**WORK REQUEST**
Give back the full material exactly. Omit no line.

== SOURCE DATA

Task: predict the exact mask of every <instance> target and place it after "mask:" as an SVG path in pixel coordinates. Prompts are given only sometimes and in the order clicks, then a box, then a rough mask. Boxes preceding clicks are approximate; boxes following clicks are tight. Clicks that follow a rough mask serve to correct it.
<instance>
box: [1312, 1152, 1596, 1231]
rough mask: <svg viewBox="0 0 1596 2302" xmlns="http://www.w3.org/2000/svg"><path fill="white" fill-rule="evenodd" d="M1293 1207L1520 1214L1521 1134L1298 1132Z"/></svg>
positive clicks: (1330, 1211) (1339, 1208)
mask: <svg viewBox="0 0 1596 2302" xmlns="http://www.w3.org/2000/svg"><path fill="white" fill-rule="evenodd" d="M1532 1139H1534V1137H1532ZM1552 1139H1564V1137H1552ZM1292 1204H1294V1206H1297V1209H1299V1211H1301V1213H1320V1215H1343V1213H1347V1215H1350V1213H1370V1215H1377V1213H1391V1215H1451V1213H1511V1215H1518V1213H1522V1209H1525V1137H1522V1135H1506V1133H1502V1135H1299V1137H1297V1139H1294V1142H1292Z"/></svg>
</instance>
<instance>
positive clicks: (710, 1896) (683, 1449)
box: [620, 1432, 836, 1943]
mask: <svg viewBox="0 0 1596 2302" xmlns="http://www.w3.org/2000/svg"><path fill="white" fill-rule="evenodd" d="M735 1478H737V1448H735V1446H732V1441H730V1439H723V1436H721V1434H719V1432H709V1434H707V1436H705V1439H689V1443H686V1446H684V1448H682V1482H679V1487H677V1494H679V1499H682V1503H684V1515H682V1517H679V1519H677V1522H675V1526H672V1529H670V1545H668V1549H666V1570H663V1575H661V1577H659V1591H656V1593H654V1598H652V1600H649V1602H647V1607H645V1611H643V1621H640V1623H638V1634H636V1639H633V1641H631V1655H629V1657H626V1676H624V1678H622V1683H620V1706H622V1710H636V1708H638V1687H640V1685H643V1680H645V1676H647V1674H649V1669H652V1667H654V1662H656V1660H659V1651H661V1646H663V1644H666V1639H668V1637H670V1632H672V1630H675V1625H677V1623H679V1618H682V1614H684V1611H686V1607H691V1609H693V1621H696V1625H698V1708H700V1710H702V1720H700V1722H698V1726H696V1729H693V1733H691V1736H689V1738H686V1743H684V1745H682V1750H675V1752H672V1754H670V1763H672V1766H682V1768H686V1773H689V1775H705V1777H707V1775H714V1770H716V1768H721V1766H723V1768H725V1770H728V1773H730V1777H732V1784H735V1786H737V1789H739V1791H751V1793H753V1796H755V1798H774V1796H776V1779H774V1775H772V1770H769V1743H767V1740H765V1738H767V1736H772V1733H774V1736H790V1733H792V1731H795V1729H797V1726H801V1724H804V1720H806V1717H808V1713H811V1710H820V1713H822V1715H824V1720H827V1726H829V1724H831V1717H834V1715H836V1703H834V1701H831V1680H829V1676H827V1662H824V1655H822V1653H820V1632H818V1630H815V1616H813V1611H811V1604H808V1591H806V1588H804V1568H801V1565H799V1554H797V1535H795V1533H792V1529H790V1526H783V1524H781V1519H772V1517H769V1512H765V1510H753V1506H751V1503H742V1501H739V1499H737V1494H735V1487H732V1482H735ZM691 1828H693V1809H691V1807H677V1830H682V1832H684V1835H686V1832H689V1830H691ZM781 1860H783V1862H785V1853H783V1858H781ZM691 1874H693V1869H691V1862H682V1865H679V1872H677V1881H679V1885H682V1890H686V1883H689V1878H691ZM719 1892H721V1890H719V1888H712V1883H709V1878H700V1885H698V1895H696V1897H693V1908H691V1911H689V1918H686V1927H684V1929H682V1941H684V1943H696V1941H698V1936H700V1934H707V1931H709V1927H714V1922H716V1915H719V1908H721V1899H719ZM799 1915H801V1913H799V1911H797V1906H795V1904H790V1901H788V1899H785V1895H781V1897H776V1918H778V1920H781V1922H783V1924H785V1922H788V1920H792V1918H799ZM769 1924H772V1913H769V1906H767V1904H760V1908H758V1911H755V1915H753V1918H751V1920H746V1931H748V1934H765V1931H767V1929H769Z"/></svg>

====

**ANSWER**
Task: predict the exact mask of every <instance> target and place it after "mask:" as an SVG path in pixel coordinates. Prompts are given only sometimes and in the order clicks, then a box, then a rough mask. Boxes preceding clicks are approximate; boxes following clicks are tight. Clicks that follow a rough mask serve to correct it.
<instance>
box: [1312, 1152, 1596, 1231]
rough mask: <svg viewBox="0 0 1596 2302" xmlns="http://www.w3.org/2000/svg"><path fill="white" fill-rule="evenodd" d="M1293 1207L1520 1214L1521 1134L1298 1132Z"/></svg>
positive clicks: (1330, 1211) (1339, 1208)
mask: <svg viewBox="0 0 1596 2302" xmlns="http://www.w3.org/2000/svg"><path fill="white" fill-rule="evenodd" d="M1532 1139H1534V1137H1532ZM1552 1139H1564V1137H1552ZM1292 1204H1294V1206H1297V1209H1299V1211H1301V1213H1320V1215H1343V1213H1347V1215H1350V1213H1370V1215H1377V1213H1391V1215H1451V1213H1511V1215H1518V1213H1522V1209H1525V1137H1522V1135H1506V1133H1502V1135H1299V1137H1297V1139H1294V1142H1292Z"/></svg>
</instance>
<instance>
positive clicks: (710, 1896) (683, 1449)
box: [620, 1432, 836, 1943]
mask: <svg viewBox="0 0 1596 2302" xmlns="http://www.w3.org/2000/svg"><path fill="white" fill-rule="evenodd" d="M735 1478H737V1448H735V1446H732V1441H730V1439H723V1436H721V1434H719V1432H709V1434H707V1436H705V1439H689V1443H686V1446H684V1448H682V1482H679V1487H677V1494H679V1499H682V1503H684V1515H682V1517H679V1519H677V1522H675V1526H672V1529H670V1545H668V1549H666V1570H663V1575H661V1577H659V1591H656V1593H654V1598H652V1600H649V1602H647V1607H645V1611H643V1621H640V1623H638V1634H636V1639H633V1641H631V1655H629V1657H626V1676H624V1678H622V1683H620V1706H622V1710H636V1708H638V1687H640V1685H643V1680H645V1676H647V1674H649V1669H652V1667H654V1662H656V1660H659V1651H661V1646H663V1644H666V1639H668V1637H670V1632H672V1630H675V1625H677V1623H679V1618H682V1614H684V1611H686V1607H691V1609H693V1621H696V1625H698V1708H700V1710H702V1720H700V1722H698V1726H696V1729H693V1733H691V1736H689V1738H686V1743H684V1745H682V1750H675V1752H672V1754H670V1763H672V1766H682V1768H686V1773H689V1775H705V1777H707V1775H714V1770H716V1768H721V1766H723V1768H725V1770H728V1773H730V1777H732V1784H735V1786H737V1789H739V1791H751V1793H753V1796H755V1798H774V1796H776V1779H774V1775H772V1770H769V1743H767V1740H765V1738H767V1736H772V1733H774V1736H790V1733H792V1731H795V1729H797V1726H801V1724H804V1720H806V1717H808V1713H811V1710H820V1713H822V1715H824V1720H827V1726H829V1724H831V1717H834V1715H836V1703H834V1701H831V1680H829V1676H827V1662H824V1655H822V1653H820V1632H818V1630H815V1616H813V1611H811V1604H808V1591H806V1588H804V1568H801V1565H799V1554H797V1535H795V1533H792V1529H790V1526H783V1524H781V1519H772V1517H769V1512H765V1510H753V1506H751V1503H742V1501H739V1499H737V1494H735V1487H732V1482H735ZM691 1828H693V1809H691V1807H677V1830H682V1832H684V1835H686V1832H689V1830H691ZM781 1860H783V1862H785V1853H783V1858H781ZM691 1874H693V1869H691V1862H682V1865H679V1872H677V1881H679V1885H682V1890H686V1883H689V1878H691ZM719 1892H721V1890H719V1888H712V1883H709V1878H700V1885H698V1895H696V1897H693V1908H691V1911H689V1918H686V1927H684V1929H682V1941H684V1943H696V1941H698V1936H700V1934H707V1931H709V1927H714V1922H716V1915H719V1908H721V1899H719ZM799 1915H801V1913H799V1911H797V1906H795V1904H790V1901H788V1899H785V1895H781V1897H776V1918H778V1920H781V1922H783V1924H785V1922H788V1920H792V1918H799ZM769 1924H772V1913H769V1906H767V1904H760V1908H758V1911H755V1915H753V1918H751V1920H746V1931H748V1934H765V1931H767V1929H769Z"/></svg>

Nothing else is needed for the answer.